O funcionário dos Correios João Donizetti Santos e o auxiliar de despachante aduaneiro Roberto Aparecido dos Santos foram condenados a quatro anos de reclusão, no regime aberto, e multa no valor de R$ 5 mil cada um, pela prática de corrupção passiva (o primeiro) e corrupção ativa (o segundo). A sentença, do dia 14/8, foi proferida pelo juiz federal Ali Mazloum, da 7ª Vara Criminal Federal de São Paulo.
Segundo a denúncia do Ministério Público Federal, o agente dos Correios recebeu “caixinhas” que variavam de R$ 30,00 a R$ 40,00 para avisar Roberto sobre a chegada de encomendas internacionais em nome da empresa “Prodespal Promotoria de Despachos Aduaneiros Ltda.”. Eles se encontraram ao menos vinte vezes na agência dos Correios para o pagamento dos valores.
João confessou que recebia dinheiro em troca das informações que prestava ao despachante aduaneiro, mas Roberto negou a transação. Disse apenas que em razão da grande concorrência no setor era avisado pelo funcionário dos Correios para poder apressar a retirada das encomendas. Para ele, não havia irregularidade na troca de telefonemas para esse fim.
No entanto, ficou comprovado no processo que houve efetiva realização bilateral de corrupção. “Com a pronta informação sobre a chegada de encomendas, facilitava-se o desembaraço de produtos destinados a uma empresa específica, que recebia, com isso, tratamento diferenciado e célere”, diz a decisão.

§ **BLOCO DE DADOS**
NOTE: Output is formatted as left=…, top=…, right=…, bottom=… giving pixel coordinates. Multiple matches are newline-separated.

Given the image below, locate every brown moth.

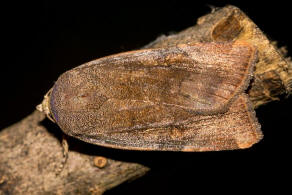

§ **OBJETIVO DA TAREFA**
Dê seguimento à notícia sobre a condenação do funcionário dos Correios e do auxiliar de despachante aduaneiro, começando logo após a última frase apresentada.

§ **RESULTADO DA TAREFA**
Para Ali Mazloum, a crença do agente público de que o recebimento de “gorjetas” seria um ato lícito não prevalece. “O acusado tinha o potencial conhecimento da ilicitude do fato, tanto que atuou à socapa para receber dinheiro, fazendo-o no interior de banheiro do prédio público onde trabalhava. Em ocasiões diferentes, fazia-o à vista de colegas”.
O juiz afirma que a gorjeta consubstancia, sim, indevida vantagem auferida pelo agente público que age movido na expectativa da gratificação. “A escusa apresentada revela, antes de qualquer coisa, o alto nível de degeneração no serviço público, onde em muitas repartições a corrupção ainda é encarada com naturalidade. É um mal de difícil reversão por ser um subproduto do caldeirão cultural que rege o cotidiano da vida brasileira”.
Para Mazloum, a cada tipo de vantagem indevida descoberta inventa-se um nome diferente, servindo o novo rótulo apenas para mascarar o conteúdo de velhas práticas. “Esse processo de transfiguração da natureza das coisas ‘legitima’ a indevida vantagem, oficializando o mau costume. A engrenagem funciona como descriminante a ‘justificar’ o que em uma República deveria ser inaceitável. E a tibieza moral recrudesce no seio social e acovilha a cultura da corrupção [...]. É certo que ela (cultura da corrupção) não será debelada com prisões, nem com a defenestração daquele que foi pilhado na prática delitiva. Está-se diante de um fenômeno complexo, cuja causa é eminentemente de natureza social”.
O juiz ressalta que dentre as causas da corrupção figura o baixo nível de organização da sociedade, fruto direto da má qualidade do ensino. “A educação é, sem dúvida, um instrumento eficaz (talvez o único) no combate à corrupção. E o melhor, acredita-se, seria investir maciçamente no ensino fundamental, cultivando nos alunos valores essenciais ao trato da coisa pública”.
Ali Mazloum decidiu que o montante de R$ 5 mil a ser pago por cada um dos réus (valor não atualizado), deverá ser depositado em favor do Ministério da Educação do Governo Federal, para investimento exclusivo no programa de melhoria do ensino fundamental, mediante assistência técnica e financeira. (RAN)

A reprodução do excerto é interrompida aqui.